[Dataset items]
______

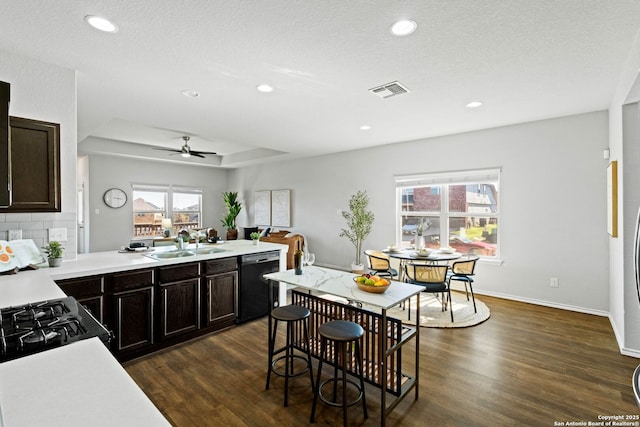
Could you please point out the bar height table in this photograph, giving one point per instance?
(341, 284)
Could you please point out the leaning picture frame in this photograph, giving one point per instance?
(262, 208)
(612, 199)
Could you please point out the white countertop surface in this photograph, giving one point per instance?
(340, 283)
(80, 384)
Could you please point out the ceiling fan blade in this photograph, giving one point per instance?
(167, 149)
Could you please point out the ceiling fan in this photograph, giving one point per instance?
(185, 150)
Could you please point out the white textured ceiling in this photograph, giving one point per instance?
(526, 60)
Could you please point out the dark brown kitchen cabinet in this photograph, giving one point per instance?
(179, 299)
(132, 307)
(34, 166)
(5, 89)
(221, 293)
(88, 291)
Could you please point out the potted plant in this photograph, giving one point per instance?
(359, 221)
(54, 253)
(255, 237)
(420, 229)
(233, 210)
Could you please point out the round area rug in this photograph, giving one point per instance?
(432, 316)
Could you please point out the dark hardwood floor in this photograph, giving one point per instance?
(526, 366)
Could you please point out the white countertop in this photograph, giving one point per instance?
(80, 384)
(37, 285)
(341, 284)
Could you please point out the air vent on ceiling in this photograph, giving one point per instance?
(389, 89)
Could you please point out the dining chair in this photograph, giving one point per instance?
(434, 280)
(380, 265)
(463, 271)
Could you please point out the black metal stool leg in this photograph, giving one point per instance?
(272, 340)
(359, 361)
(316, 389)
(343, 353)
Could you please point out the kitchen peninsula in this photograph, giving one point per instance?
(82, 383)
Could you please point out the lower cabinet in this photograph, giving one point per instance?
(152, 308)
(221, 292)
(179, 299)
(133, 311)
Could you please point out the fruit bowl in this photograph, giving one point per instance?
(371, 283)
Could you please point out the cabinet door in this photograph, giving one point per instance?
(133, 319)
(5, 90)
(179, 307)
(221, 299)
(35, 166)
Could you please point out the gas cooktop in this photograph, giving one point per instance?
(40, 326)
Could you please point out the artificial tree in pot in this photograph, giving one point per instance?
(233, 210)
(359, 221)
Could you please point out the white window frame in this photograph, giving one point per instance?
(168, 191)
(446, 179)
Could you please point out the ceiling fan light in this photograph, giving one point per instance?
(403, 27)
(102, 24)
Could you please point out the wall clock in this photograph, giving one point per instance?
(115, 198)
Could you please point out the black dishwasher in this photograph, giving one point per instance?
(253, 291)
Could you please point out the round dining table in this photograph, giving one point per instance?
(406, 255)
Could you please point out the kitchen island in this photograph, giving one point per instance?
(82, 383)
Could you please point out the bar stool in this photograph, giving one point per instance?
(289, 314)
(341, 333)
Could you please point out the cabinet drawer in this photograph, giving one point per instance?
(82, 287)
(221, 265)
(176, 273)
(129, 280)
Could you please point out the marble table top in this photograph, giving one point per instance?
(341, 284)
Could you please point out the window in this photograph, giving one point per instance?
(460, 208)
(152, 204)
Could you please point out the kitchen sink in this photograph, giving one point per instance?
(206, 251)
(180, 253)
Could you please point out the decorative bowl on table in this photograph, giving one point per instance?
(372, 283)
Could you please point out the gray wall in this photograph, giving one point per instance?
(112, 228)
(552, 201)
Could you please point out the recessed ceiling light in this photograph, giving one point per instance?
(102, 24)
(191, 93)
(264, 88)
(403, 27)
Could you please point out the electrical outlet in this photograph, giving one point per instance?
(59, 234)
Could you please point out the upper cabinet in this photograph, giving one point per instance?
(4, 144)
(34, 166)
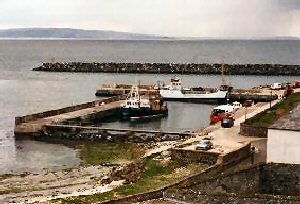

______

_Description of the task_: Excluding the images, return each record above precisely as written.

_Reply_:
Could you please point out the bar height table in this photograph, giving one point per instance?
(341, 284)
Could you please point out the leaning picture frame in this photograph, giving one point per instance?
(262, 208)
(612, 199)
Could you please point out the white countertop surface in this photograph, giving one point per instance?
(340, 283)
(80, 384)
Could you please point out the ceiling fan blade in this photograph, giving one point per instance?
(167, 149)
Could you please point out the ceiling fan in this photograph, giving one point per instance?
(185, 150)
Could you please point out the white textured ceiling in this photograph, giving one point per instance?
(526, 60)
Could you please point out the dark brown kitchen cabinet in this photograph, giving one point per instance?
(179, 299)
(132, 307)
(34, 166)
(5, 89)
(221, 293)
(88, 291)
Could you please point out the potted plant in this photograph, giving one point per instance?
(359, 221)
(54, 253)
(255, 237)
(420, 229)
(233, 210)
Could you please point out the round area rug in this photograph, giving one point per instance?
(432, 316)
Could you please point out the dark hardwood floor in this photograph, giving one point per instance?
(526, 366)
Could you please point out the white countertop in this photograph, giving one point per instance?
(80, 384)
(37, 285)
(341, 284)
Could you please point out the air vent on ceiling in this photograph, giving one point per instance?
(389, 89)
Could you please point out the dining chair in this photograph, giving one point per instance?
(434, 280)
(380, 265)
(463, 271)
Could you please point out the black metal stool leg in this photograph, giving one point per instance?
(272, 340)
(359, 361)
(316, 389)
(343, 353)
Could you please point out the kitchen peninsula in this photograph, giving one point per instance?
(82, 383)
Could you please point out the lower cabinet in this photograph, giving one point per instance?
(152, 308)
(221, 292)
(179, 299)
(133, 311)
Could you please point out the fruit bowl in this photograph, giving one point per instance?
(371, 283)
Could you please point out the cabinet door in this photograph, giving one point per instance?
(133, 319)
(5, 90)
(179, 307)
(221, 299)
(35, 166)
Could you please point out the gas cooktop in this photograph, giving one point per instance?
(40, 326)
Could you please point out the artificial tree in pot in this photograph, giving one point per instance?
(233, 210)
(359, 221)
Could you please point out the white window frame in this photograph, giving one point per instance?
(168, 191)
(446, 179)
Could you please point out the ceiling fan light in this photograph, giving one point per instance?
(403, 27)
(102, 24)
Could you please point out the wall clock in this photograph, giving one point per instance?
(115, 198)
Could you please point out the black dishwasher in this photograph, giving one point per instance?
(253, 291)
Could you please point out the round dining table in this photograph, giving one point per instance?
(406, 255)
Could you please point out the kitchen island in this photograph, giving one point per instance?
(82, 383)
Could you please point out the bar stool in this photograph, giving one point per instance?
(289, 314)
(341, 333)
Could you please point out the cabinet drawer in this photograph, giving one point per instance?
(82, 287)
(221, 265)
(176, 273)
(129, 280)
Could you please point out the marble table top in this photograph, giving one point per instance?
(341, 284)
Could you please point out the window in this photograph, giving one point per instance?
(460, 208)
(152, 204)
Could you please point out the kitchen sink in this photograph, giving one point per instance?
(206, 251)
(180, 253)
Could you please point out the decorative bowl on table in this photograph, giving one point per instance?
(372, 283)
Could you please point out the gray wall in this photograph, giving one point per instance?
(112, 228)
(552, 201)
Could you please point out the recessed ceiling light in this photograph, giving one point per instance?
(102, 24)
(191, 93)
(264, 88)
(403, 27)
Could you please point out the electrical outlet in this photograph, giving one point per instance?
(59, 234)
Could you please point out the upper cabinet in this photograph, giving one point per instance?
(4, 144)
(34, 166)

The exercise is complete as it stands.